- Given exercise 1
Please copy the passage on Cole's Hudson Valley travels, verbatim, between "Cole journeyed first" and "by John Hill.", inclusive.
- Given exercise 2
Decide whether each statement agrees with the passage on Cole's Hudson Valley travels, answering yes or no and quoting the deciding words: (a) The Catskill Mountain House was built in 1824. (b) Cole spent the following winter in Catskill. (c) Cole was the first artist to venture into the region.

- Provided passage

▽

Cole journeyed first to West Point and Cold Spring before continuing north to Buttermilk Falls, Troy, and Cohoes Falls near Albany, where the Hudson and Mohawk Rivers meet. On the return trip, Cole spent extended time in Catskill, stopping at the Catskill Mountain House. 1

The artist spent the following winter on the Schoharie River estate of George William Featherstonhaugh, where he worked tirelessly on the many commissions he had received that year.

Cole was not the first artist to venture into this region. The Irish-born landscapist William Guy Wallpublished a series of picturesque views in the Hudson River Portfolio(1821-26), engraved by John Hill.

In fact, the Catskill Mountains region was fast becoming a popular tourist destination as wealthy Americans began to look to their own native countryside for recreation and aesthetic inspiration. The Catskill Mountain House, built in 1824 on an escarpment overlooking the Hudson Valley, offered accommodations for such guests, and carriage roads were built in order to make remote mountain areas more accessible to tourists.

Kaaterskill Falls, first introduced to the American public through such publications as James Fenimore Cooper's The Pioneers (1823), was a major destination for tourists at the time.

△

- Records provided
▽

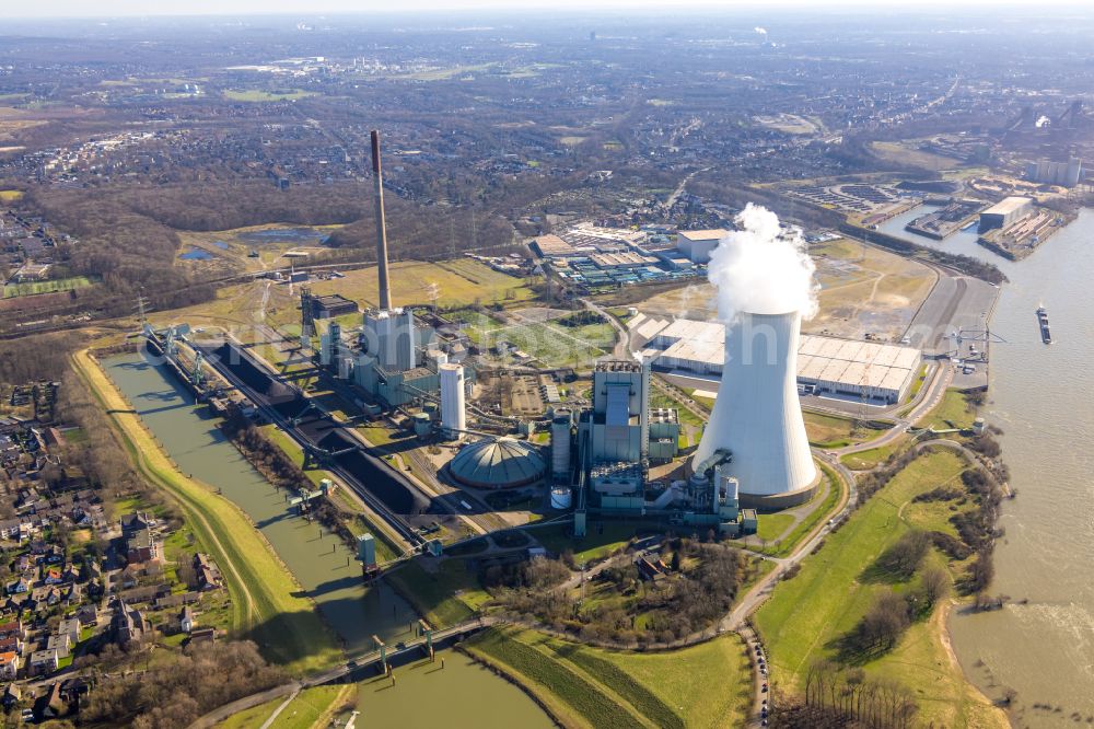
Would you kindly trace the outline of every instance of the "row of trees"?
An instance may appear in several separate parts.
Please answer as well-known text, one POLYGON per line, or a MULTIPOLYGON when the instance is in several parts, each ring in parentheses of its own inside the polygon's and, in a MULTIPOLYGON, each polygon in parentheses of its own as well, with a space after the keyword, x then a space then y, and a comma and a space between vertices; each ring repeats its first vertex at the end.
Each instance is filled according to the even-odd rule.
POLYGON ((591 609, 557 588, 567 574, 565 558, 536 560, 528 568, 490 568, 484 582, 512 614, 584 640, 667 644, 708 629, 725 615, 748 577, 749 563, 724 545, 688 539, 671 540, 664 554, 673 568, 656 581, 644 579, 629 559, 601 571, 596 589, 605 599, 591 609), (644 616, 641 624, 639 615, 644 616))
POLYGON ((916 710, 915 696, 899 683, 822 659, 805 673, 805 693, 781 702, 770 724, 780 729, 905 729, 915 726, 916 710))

△

- Final answer 1
Cole journeyed first to West Point and Cold Spring before continuing north to Buttermilk Falls, Troy, and Cohoes Falls near Albany, where the Hudson and Mohawk Rivers meet. On the return trip, Cole spent extended time in Catskill, stopping at the Catskill Mountain House. 1

The artist spent the following winter on the Schoharie River estate of George William Featherstonhaugh, where he worked tirelessly on the many commissions he had received that year.

Cole was not the first artist to venture into this region. The Irish-born landscapist William Guy Wallpublished a series of picturesque views in the Hudson River Portfolio(1821-26), engraved by John Hill.

- Final answer 2
(a) Yes: "built in 1824 on an escarpment overlooking the Hudson Valley"
(b) No: "The artist spent the following winter on the Schoharie River estate of George William Featherstonhaugh"
(c) No: "Cole was not the first artist to venture into this region."